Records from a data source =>
— START —
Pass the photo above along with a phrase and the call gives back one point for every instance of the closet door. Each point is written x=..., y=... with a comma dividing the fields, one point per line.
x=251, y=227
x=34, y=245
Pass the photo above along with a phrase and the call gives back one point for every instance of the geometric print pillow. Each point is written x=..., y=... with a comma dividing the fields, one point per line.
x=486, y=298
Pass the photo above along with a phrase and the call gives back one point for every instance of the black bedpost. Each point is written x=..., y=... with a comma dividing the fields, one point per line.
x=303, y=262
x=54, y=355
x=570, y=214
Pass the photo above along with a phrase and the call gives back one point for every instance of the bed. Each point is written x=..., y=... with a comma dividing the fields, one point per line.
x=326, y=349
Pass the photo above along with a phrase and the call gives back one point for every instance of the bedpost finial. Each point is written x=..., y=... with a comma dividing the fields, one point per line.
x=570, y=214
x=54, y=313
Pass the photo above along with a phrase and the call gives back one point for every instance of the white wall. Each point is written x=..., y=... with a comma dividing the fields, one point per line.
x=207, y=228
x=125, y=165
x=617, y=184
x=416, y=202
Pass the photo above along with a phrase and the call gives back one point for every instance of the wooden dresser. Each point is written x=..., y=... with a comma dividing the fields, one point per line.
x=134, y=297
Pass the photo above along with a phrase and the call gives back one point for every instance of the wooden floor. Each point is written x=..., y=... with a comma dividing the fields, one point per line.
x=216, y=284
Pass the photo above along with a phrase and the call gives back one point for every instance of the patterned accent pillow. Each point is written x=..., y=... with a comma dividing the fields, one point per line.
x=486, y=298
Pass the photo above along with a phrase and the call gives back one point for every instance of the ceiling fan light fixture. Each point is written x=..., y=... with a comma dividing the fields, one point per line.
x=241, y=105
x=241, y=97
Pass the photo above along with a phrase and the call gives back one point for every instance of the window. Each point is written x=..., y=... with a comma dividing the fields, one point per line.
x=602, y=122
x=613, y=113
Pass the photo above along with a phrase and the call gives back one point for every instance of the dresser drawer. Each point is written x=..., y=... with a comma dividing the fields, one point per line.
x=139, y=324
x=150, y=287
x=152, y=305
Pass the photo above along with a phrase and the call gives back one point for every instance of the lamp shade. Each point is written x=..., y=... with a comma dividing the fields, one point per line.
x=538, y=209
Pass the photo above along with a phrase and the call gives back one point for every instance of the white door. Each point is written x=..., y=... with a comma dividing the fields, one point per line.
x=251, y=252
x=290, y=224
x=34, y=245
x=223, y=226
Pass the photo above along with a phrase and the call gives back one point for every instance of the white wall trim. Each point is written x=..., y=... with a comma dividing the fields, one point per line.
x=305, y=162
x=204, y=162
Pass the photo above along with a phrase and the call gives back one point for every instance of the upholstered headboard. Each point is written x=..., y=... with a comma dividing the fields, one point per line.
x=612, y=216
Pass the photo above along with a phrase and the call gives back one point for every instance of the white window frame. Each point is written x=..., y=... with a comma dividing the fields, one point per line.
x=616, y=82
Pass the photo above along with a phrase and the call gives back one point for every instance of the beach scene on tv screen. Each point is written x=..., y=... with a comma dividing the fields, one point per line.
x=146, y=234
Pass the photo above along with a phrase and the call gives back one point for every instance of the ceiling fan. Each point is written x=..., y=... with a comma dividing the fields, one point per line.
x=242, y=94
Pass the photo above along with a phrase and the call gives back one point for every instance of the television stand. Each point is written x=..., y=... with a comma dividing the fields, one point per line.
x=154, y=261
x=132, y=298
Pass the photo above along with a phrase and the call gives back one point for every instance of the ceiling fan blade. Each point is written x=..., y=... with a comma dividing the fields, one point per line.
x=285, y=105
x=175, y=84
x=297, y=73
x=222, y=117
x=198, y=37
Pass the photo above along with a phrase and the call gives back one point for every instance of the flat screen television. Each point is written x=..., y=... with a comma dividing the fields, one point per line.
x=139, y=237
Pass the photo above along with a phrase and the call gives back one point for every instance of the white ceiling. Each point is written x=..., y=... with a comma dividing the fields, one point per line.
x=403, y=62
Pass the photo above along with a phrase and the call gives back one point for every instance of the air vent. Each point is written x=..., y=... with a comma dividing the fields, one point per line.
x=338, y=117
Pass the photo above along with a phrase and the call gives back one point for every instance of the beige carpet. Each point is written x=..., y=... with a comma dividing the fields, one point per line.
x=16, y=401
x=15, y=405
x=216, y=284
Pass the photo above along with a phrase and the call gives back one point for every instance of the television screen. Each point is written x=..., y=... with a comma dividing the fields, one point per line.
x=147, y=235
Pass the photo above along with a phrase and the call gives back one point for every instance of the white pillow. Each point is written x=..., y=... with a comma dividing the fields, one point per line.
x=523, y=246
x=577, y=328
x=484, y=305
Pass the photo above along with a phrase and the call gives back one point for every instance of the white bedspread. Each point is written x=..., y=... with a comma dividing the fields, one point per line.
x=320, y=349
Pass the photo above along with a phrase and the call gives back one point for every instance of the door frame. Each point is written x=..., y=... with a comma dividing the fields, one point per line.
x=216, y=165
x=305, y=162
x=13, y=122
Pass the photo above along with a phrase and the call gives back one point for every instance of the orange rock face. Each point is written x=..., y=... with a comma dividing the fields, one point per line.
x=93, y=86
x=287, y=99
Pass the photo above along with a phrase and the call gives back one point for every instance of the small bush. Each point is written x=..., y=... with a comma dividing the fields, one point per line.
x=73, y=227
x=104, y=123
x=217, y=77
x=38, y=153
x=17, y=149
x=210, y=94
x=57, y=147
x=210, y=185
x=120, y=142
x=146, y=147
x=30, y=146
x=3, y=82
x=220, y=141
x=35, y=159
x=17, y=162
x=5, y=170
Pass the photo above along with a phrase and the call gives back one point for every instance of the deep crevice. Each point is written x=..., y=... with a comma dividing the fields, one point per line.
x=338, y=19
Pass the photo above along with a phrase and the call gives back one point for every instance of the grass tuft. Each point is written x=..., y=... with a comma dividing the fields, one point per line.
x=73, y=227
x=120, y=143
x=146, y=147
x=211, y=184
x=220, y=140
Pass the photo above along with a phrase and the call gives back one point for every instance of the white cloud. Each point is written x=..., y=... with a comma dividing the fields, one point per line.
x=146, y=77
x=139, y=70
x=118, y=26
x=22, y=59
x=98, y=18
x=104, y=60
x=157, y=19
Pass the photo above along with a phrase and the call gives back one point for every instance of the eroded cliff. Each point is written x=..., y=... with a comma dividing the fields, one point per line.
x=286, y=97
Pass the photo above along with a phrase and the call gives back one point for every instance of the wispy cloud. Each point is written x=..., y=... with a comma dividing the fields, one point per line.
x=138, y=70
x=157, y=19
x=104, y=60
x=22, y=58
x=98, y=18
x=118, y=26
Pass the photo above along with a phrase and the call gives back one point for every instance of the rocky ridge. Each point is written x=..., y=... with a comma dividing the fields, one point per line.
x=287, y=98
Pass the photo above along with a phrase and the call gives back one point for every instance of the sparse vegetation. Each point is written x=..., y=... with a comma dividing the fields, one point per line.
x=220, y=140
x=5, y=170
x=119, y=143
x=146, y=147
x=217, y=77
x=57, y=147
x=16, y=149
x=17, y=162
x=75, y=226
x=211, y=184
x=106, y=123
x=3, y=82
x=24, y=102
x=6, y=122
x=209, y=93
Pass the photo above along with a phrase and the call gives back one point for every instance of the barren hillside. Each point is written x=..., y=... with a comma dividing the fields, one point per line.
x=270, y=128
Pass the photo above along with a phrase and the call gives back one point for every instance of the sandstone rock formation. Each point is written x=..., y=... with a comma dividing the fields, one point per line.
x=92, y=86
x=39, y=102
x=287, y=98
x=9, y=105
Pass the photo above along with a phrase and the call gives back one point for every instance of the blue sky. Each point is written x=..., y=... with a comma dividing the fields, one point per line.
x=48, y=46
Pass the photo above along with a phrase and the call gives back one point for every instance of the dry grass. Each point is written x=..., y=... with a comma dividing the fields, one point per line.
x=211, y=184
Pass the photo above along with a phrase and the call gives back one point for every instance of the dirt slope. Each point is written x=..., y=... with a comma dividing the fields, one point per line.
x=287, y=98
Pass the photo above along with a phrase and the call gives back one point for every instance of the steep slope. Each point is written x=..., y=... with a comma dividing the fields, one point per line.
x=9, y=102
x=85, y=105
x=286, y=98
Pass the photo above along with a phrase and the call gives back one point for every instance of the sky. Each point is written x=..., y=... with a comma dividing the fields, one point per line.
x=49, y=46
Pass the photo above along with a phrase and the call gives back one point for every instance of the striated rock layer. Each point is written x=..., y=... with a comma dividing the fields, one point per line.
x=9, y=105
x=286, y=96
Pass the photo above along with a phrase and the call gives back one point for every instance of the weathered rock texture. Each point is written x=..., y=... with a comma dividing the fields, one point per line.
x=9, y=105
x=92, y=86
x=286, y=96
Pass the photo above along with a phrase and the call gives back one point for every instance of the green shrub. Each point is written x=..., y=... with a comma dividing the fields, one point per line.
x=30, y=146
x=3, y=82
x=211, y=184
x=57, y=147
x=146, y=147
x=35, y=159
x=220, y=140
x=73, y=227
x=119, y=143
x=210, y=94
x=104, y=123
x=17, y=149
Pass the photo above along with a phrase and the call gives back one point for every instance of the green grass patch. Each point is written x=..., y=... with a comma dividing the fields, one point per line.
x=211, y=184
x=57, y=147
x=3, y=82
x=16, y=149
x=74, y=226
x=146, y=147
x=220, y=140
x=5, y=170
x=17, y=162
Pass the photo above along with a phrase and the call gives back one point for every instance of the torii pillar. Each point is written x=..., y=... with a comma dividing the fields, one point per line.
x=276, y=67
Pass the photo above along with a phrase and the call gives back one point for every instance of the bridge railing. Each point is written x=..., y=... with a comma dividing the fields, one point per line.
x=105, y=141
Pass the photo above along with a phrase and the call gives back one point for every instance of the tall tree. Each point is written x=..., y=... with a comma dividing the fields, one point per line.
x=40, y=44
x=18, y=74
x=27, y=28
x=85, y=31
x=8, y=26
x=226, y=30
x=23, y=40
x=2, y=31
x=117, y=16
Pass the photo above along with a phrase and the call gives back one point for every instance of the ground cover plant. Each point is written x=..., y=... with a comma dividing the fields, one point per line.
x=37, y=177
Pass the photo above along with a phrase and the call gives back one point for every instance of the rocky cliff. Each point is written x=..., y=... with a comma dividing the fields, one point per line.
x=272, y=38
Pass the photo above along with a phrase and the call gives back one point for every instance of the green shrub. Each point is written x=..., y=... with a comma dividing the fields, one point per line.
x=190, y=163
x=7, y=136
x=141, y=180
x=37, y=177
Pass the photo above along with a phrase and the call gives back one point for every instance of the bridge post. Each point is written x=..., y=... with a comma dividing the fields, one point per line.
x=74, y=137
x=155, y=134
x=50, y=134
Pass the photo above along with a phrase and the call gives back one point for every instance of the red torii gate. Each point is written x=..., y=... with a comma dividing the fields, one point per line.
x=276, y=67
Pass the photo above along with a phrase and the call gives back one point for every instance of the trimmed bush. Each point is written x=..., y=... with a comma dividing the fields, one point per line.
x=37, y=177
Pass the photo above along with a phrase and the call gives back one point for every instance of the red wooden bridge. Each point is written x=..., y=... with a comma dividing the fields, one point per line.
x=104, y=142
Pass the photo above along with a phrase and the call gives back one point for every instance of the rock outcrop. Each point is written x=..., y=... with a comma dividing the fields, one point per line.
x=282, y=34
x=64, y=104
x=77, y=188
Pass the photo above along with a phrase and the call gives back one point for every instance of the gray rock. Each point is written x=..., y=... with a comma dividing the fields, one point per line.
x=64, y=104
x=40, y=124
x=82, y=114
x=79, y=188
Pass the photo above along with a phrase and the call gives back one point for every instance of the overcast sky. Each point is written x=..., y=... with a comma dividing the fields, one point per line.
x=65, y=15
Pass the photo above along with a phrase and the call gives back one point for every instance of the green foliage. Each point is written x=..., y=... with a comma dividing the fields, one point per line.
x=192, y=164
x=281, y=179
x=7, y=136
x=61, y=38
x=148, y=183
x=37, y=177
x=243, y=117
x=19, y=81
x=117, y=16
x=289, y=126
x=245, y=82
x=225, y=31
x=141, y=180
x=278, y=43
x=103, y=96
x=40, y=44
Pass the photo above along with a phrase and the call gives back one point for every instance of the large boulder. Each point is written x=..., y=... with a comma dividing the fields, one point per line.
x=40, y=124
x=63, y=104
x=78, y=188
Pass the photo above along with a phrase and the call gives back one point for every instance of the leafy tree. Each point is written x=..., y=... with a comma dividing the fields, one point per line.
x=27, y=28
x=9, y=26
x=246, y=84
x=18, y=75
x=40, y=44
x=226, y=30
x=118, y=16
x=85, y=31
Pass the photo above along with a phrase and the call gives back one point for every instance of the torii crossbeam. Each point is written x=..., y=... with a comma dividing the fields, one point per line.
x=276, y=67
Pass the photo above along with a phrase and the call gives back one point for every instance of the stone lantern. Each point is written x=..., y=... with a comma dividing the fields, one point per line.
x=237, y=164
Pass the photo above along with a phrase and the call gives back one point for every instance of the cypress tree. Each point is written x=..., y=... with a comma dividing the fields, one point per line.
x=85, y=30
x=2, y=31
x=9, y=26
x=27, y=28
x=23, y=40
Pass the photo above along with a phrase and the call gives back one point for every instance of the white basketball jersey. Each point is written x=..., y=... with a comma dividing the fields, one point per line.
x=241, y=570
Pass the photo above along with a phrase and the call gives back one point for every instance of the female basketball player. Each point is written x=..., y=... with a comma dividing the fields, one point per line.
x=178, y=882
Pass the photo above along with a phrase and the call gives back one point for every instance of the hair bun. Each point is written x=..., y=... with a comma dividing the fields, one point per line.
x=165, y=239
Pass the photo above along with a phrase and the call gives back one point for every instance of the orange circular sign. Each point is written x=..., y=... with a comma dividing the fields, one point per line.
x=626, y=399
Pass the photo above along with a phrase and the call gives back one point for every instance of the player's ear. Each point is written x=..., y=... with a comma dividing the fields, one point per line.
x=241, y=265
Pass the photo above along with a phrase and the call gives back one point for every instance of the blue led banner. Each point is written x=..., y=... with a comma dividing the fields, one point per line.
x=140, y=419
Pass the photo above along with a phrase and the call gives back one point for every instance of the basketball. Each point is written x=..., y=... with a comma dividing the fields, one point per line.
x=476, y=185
— END —
DESCRIPTION OF THE TASK =>
Reproduce word for word every line from the one holding "of the female" through the end of the records, including both the first and last lines.

ANSWER IN FULL =>
Pass the photo above along with a phrase and the call gives back one point for every instance of the female basketball player. Each point is written x=..., y=... with a comma dividing the fields, one point per line.
x=178, y=882
Pass the photo above along with a phrase and the call gives back one point for every instance of the hair bun. Each point is written x=..., y=... with a comma dividing the fields, one point per line.
x=165, y=239
Pass the photo above along with a phrase and the call gives back one point for every instance of the orange circular sign. Each point is written x=..., y=... with a comma dividing the fields, one point per line.
x=626, y=399
Pass the photo above along with a phrase and the call gives back one point for every instance of the player's ear. Each point is written x=..., y=... with a comma dividing the fields, one point per line.
x=241, y=265
Pass the photo above along with a phrase and the call gives back one point for every instance of the blue led banner. Each point is written x=..., y=... with a comma dividing the fields, one point per line.
x=140, y=419
Pass the photo above along with a phrase and the call gives back one point for every instance of the basketball. Each point is written x=..., y=... with a comma dividing the fields, one point per line.
x=476, y=185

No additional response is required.